| TASK DIRECTIONS |
Could you copy every line in the listing below that has the word "striped"?

---

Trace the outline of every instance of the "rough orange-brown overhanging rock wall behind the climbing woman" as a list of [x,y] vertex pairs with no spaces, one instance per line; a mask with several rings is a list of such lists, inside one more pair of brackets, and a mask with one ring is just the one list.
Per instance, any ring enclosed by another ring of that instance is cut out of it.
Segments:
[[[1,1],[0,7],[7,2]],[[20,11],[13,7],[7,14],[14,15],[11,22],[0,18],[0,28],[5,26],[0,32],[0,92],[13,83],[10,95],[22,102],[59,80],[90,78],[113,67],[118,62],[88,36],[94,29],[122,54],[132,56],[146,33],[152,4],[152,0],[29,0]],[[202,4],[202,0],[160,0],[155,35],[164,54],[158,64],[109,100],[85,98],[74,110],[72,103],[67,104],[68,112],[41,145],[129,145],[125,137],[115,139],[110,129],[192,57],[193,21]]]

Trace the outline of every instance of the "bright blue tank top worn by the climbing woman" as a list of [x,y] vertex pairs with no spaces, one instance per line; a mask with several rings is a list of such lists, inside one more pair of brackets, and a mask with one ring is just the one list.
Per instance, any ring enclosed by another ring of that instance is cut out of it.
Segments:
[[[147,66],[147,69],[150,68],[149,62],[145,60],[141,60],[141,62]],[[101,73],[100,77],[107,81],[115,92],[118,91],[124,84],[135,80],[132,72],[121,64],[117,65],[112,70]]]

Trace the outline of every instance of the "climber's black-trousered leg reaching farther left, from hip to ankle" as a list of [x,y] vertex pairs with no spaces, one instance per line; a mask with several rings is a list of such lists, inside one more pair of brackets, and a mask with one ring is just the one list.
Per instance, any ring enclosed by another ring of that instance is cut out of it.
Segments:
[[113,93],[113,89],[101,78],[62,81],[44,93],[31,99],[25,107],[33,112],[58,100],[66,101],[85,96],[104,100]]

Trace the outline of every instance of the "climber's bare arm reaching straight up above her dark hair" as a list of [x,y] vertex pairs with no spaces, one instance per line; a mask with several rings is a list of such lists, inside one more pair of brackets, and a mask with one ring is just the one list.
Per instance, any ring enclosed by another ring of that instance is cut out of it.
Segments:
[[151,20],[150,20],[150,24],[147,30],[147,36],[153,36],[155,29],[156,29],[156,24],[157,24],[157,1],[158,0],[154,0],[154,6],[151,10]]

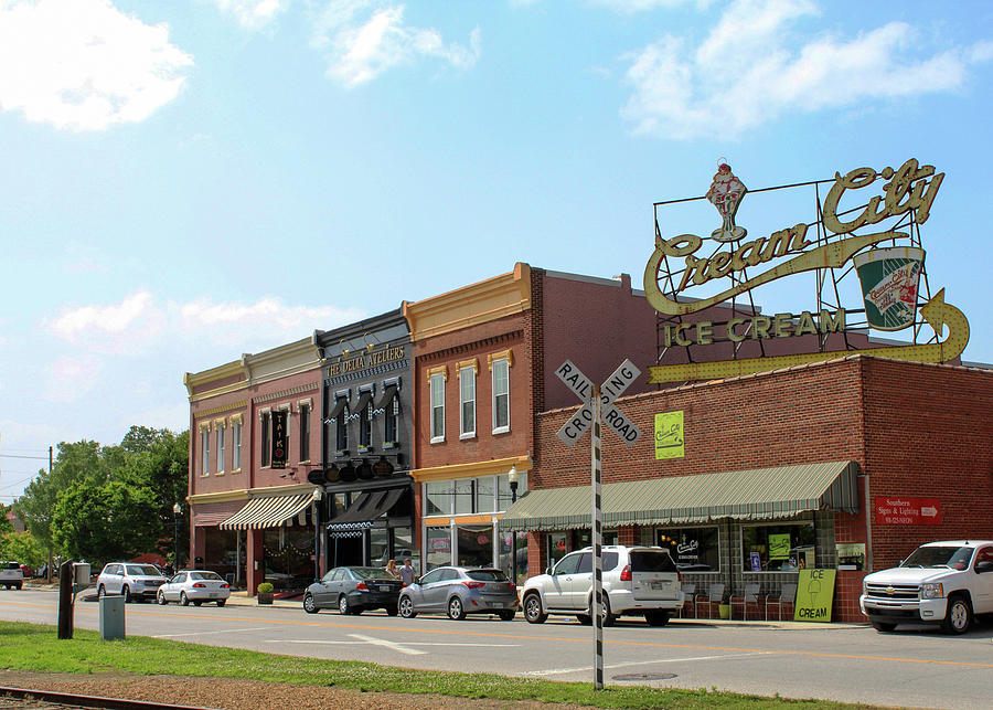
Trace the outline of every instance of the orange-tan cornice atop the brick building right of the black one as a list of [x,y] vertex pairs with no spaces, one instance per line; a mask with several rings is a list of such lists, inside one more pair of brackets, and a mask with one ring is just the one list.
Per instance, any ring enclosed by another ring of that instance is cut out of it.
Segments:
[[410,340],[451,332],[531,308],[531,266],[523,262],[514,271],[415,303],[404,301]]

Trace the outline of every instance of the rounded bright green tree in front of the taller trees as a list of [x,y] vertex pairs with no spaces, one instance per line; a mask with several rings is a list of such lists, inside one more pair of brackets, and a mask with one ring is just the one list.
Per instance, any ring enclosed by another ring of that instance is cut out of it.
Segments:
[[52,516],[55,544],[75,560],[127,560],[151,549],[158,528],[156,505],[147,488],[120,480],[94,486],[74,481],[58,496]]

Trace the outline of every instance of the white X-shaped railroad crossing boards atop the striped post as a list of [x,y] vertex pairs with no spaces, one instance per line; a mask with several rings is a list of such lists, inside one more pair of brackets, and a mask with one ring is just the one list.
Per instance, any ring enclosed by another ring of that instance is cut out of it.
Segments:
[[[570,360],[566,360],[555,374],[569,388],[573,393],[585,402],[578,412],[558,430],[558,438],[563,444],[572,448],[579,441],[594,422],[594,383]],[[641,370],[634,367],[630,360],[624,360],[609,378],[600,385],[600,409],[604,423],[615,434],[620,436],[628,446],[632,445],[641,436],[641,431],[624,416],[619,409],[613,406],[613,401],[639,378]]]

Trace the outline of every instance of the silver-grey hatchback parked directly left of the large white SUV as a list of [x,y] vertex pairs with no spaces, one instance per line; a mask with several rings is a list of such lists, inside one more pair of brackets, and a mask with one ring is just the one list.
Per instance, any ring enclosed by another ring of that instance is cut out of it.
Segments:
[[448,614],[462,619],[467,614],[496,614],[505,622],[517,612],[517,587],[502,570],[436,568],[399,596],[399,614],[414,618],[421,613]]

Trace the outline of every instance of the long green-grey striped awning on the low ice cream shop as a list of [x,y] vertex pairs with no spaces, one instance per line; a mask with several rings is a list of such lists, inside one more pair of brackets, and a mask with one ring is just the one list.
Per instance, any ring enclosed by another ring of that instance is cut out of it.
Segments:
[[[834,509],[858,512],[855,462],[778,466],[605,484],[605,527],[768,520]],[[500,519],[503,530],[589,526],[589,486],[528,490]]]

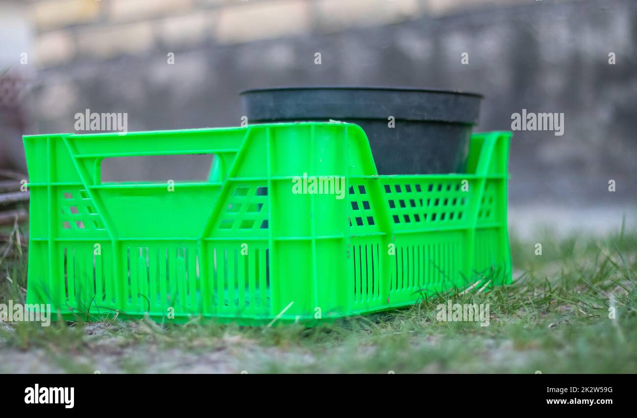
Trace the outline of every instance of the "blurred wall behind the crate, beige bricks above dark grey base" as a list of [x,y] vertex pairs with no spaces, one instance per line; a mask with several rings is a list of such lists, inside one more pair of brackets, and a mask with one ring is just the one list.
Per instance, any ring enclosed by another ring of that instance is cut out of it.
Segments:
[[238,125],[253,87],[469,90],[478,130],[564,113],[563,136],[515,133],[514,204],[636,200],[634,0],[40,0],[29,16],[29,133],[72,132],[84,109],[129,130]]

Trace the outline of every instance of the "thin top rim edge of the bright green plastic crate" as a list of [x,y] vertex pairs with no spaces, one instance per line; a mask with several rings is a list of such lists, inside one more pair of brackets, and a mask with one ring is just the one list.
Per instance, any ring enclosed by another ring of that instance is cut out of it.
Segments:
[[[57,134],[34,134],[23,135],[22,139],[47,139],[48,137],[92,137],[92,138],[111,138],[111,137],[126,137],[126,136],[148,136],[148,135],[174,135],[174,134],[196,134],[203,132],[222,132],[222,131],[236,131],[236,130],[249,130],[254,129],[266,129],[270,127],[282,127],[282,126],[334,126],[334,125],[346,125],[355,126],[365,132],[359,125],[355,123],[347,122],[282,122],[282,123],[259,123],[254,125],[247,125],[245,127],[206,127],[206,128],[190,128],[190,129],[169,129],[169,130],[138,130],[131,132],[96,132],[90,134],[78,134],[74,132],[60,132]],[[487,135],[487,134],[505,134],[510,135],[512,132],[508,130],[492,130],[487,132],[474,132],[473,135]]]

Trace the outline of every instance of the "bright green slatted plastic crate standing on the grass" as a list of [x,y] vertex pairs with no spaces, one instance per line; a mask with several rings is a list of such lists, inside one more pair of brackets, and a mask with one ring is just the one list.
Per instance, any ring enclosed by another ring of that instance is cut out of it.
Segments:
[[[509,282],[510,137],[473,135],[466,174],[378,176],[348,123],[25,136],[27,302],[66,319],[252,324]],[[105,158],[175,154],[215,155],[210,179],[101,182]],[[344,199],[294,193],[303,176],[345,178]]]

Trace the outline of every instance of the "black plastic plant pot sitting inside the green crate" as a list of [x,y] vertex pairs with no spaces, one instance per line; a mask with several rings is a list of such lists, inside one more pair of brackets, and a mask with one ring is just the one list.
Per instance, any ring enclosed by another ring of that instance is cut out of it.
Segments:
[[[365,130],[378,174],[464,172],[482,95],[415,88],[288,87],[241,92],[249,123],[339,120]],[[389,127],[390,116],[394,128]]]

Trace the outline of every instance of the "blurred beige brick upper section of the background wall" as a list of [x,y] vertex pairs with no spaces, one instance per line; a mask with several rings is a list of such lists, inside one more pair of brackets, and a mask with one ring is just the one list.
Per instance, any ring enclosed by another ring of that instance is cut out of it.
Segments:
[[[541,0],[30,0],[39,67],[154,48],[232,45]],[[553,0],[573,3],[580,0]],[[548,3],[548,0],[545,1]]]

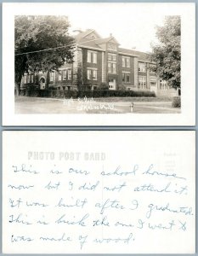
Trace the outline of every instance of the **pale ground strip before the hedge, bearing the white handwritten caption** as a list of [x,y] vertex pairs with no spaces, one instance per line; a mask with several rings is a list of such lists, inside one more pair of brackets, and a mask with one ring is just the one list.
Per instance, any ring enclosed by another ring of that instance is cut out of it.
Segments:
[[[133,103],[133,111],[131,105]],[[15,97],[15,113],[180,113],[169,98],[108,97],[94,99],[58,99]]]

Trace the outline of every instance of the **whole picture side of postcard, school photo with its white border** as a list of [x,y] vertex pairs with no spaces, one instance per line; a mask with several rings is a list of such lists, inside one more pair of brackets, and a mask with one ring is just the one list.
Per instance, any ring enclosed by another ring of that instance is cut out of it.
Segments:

---

| EXERCISE OUTPUT |
Trace the outline of every instance of the white X-shaped railroad crossing boards atop the striped post as a list of [x,y] vertex pairs with no spaces, one instance per line; a mask with several rings is a list of such lists, inside one more pair of brackets, and a mask with one ring is just the one list.
Trace the outline of every instance of the long green-grey striped awning on the low ice cream shop as a list of [x,y] vertex pairs with no spaces, one instance per line; a mask with several rings is a list of such lists, inside one more pair of brackets, and a mask with one ring is just the one list.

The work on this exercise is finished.